» SOURCE MATERIAL
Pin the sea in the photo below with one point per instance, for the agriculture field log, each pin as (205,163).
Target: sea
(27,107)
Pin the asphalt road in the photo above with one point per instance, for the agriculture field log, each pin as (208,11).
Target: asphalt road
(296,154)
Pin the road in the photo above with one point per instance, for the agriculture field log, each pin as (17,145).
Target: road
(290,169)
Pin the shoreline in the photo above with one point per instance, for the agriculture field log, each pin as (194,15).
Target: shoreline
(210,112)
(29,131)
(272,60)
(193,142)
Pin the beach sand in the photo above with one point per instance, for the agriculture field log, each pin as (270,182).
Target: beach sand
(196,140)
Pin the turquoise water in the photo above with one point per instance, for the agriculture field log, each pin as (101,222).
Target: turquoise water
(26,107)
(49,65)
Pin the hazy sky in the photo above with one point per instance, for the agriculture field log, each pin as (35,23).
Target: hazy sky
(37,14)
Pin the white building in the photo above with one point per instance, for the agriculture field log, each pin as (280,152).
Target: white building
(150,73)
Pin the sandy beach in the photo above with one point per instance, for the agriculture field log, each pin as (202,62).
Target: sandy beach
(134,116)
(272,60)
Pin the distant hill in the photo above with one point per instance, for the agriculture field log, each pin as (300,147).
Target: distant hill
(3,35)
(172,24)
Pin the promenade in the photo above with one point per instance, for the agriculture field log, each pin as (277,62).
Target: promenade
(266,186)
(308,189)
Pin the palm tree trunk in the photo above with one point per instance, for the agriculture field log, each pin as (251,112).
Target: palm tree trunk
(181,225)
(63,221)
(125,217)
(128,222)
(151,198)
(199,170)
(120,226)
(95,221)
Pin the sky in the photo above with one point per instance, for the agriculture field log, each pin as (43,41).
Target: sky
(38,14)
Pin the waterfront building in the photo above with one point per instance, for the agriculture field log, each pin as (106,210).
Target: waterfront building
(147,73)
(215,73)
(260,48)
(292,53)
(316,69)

» GOAL OF THE EXERCISE
Print again each line of the listing above, exactly as it appears.

» ANSWER IN FULL
Pin the sea in the photo below with one point per instance, for the agriculture field log, each pin as (205,163).
Target: sea
(27,107)
Pin the asphalt road in the photo above with one point per instance, for the agriculture field log, each pin as (208,11).
Target: asphalt road
(296,154)
Pin the road in the photo above with one point per instance, for the agriculture field log, each pin as (17,145).
Target: road
(290,169)
Pin the shoreline in the photo above with one point per instance, for the agriculture field log, each pin as (194,15).
Target: shoreline
(210,112)
(29,131)
(272,60)
(193,142)
Pin the beach sand in the photo above with one point per instance, for the agriculture field log, each pin as (270,182).
Target: beach sand
(196,140)
Pin the turquoise water in the photo above with one point per instance, for the agriculture field log, each pin as (101,222).
Target: turquoise water
(26,107)
(49,65)
Pin the hazy sky in the photo above with one point per instance, for the agriculture field log, each pin as (35,23).
Target: hazy sky
(37,14)
Pin the white building in the photo above with one point per instance, for the agriculture field log, each pin as (280,152).
Target: white building
(150,73)
Pin the sandy beach in the photo above with one point per instance, for the agriculture field log, each pin as (202,62).
Target: sandy beach
(134,116)
(272,60)
Pin the distant hill in the photo above with one point per instance, for the agriculture field log, each pin as (300,147).
Target: distant hill
(3,35)
(172,24)
Pin the promenade in the photo above with one point per instance, for the agriculture field log, each pin as (277,62).
Target: promenade
(266,186)
(308,189)
Pin the palm tree trunk in the photo above with one point per instance, for the agriculture field log, each pin as (251,112).
Target: palm tree trunk
(181,225)
(63,221)
(125,217)
(128,222)
(151,198)
(199,170)
(120,226)
(95,221)
Pin the sky in the photo above with one point per instance, for the agriculture field log, each pin as (43,41).
Target: sky
(38,14)
Pin the waterfront building in the photo above with one point per instance, for the agriculture field log, each pin as (106,210).
Target: waterfront building
(147,73)
(215,73)
(260,48)
(292,53)
(316,69)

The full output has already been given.